Jennifer Madsen – Reimagine

SingBaby Productions – Available
Jazz
Jennifer Madsen – Reimagine

Reimagining the Standards: Jennifer Madsen Finds New Light in Old Songs.

It takes a particular kind of courage, and more than a little artistry, to release an album built on songs that many listeners already know by heart. Too often, albums of covers land flat: faithful but uninspired, technically competent but emotionally empty. Reimagine, the new release from jazz vocalist Jennifer Madsen, is a striking exception. From the opening bars, the album makes its case not simply as a collection of interpretations but as a work of genuine artistic vision.

What first captures the ear is Madsen’s voice. She is not, strictly speaking, an interpreter of material; she is a singer of presence and character, with a vocal identity closer to an instrumentalist than to a traditional “frontwoman.” In this respect, she belongs in the lineage of artists such as Manhattan Transfer, singers who understand their voices as malleable instruments capable of shading, bending, and coloring a song rather than simply carrying it. Madsen treats melody as clay, shaping and reshaping it with both precision and daring.

That quality defines Reimagine. The album bears a title that might have been hubristic in another’s hands, but here feels entirely apt. There is no grandstanding, no over-arrangement, no urge to show off. Instead, the record reveals an artist deeply attuned to her own strengths, and a singer who emerges from this project larger and more distinctive.
┄┄┄┄┄┄┄┄┄┄
• _Written request_:
Check each statement below against the album review above, and answer yes or no with the exact words from the review that settle it.
1. Madsen's voice is likened more to an instrumentalist than to a traditional frontwoman.
2. The review finds the album heavily arranged.
3. The review judges the album's title to be hubristic.
┄┄┄┄┄┄┄┄┄┄
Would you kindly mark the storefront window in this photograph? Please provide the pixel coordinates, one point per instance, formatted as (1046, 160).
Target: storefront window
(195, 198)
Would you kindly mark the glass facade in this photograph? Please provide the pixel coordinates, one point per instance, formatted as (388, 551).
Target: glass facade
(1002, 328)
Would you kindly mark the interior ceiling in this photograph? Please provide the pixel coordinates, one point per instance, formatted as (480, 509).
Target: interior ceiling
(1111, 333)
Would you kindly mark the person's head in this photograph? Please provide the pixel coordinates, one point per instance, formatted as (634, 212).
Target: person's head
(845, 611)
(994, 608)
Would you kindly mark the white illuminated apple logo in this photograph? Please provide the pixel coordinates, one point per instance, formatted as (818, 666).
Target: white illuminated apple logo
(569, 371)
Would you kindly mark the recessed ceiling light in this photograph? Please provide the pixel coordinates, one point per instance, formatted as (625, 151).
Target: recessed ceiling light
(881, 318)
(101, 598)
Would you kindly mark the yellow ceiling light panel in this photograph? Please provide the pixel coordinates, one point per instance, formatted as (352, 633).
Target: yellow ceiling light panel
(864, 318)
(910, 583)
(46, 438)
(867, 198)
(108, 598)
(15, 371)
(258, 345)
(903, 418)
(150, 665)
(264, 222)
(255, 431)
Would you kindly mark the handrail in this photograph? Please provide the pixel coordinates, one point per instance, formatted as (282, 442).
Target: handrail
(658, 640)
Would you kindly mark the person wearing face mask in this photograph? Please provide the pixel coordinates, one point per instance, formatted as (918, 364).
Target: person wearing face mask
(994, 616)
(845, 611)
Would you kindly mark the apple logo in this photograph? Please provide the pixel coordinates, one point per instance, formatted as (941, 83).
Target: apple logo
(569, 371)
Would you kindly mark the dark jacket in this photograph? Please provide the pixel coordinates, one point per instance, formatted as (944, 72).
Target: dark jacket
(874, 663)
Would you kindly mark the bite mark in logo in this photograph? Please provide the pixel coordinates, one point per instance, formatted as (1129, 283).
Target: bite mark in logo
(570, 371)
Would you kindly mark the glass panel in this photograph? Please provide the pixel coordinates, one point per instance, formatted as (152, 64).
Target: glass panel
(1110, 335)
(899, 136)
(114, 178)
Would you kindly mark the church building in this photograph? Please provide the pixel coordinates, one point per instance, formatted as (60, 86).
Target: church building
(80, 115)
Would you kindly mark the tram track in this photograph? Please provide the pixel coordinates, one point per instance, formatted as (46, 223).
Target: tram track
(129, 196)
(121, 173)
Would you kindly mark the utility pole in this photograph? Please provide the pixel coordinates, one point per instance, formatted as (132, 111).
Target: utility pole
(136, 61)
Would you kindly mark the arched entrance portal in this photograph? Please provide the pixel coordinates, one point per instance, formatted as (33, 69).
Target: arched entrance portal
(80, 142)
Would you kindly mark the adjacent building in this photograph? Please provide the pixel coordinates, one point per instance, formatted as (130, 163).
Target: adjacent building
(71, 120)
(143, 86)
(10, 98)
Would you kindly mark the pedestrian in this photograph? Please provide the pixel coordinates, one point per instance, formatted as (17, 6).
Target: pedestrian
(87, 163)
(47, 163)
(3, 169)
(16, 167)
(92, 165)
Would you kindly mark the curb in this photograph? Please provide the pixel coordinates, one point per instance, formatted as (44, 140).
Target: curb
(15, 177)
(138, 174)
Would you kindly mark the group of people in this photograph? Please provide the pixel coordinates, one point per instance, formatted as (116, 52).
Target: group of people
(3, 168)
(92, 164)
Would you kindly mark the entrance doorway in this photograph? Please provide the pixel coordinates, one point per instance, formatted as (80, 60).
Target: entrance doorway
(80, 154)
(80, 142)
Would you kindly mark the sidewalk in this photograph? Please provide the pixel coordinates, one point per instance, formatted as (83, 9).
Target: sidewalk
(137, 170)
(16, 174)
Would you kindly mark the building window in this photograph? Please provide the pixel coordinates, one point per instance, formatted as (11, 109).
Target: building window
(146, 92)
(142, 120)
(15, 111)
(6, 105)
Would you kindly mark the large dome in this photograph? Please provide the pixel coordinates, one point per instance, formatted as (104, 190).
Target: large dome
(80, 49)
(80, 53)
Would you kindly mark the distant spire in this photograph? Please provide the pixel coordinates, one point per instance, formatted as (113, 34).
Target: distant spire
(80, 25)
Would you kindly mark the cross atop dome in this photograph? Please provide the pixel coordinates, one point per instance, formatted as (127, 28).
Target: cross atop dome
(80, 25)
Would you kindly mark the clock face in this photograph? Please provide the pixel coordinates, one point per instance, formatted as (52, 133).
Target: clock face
┄┄┄┄┄┄┄┄┄┄
• _Complete response_:
1. Yes: "with a vocal identity closer to an instrumentalist than to a traditional “frontwoman.”"
2. No: "There is no grandstanding, no over-arrangement, no urge to show off."
3. No: "The album bears a title that might have been hubristic in another’s hands, but here feels entirely apt."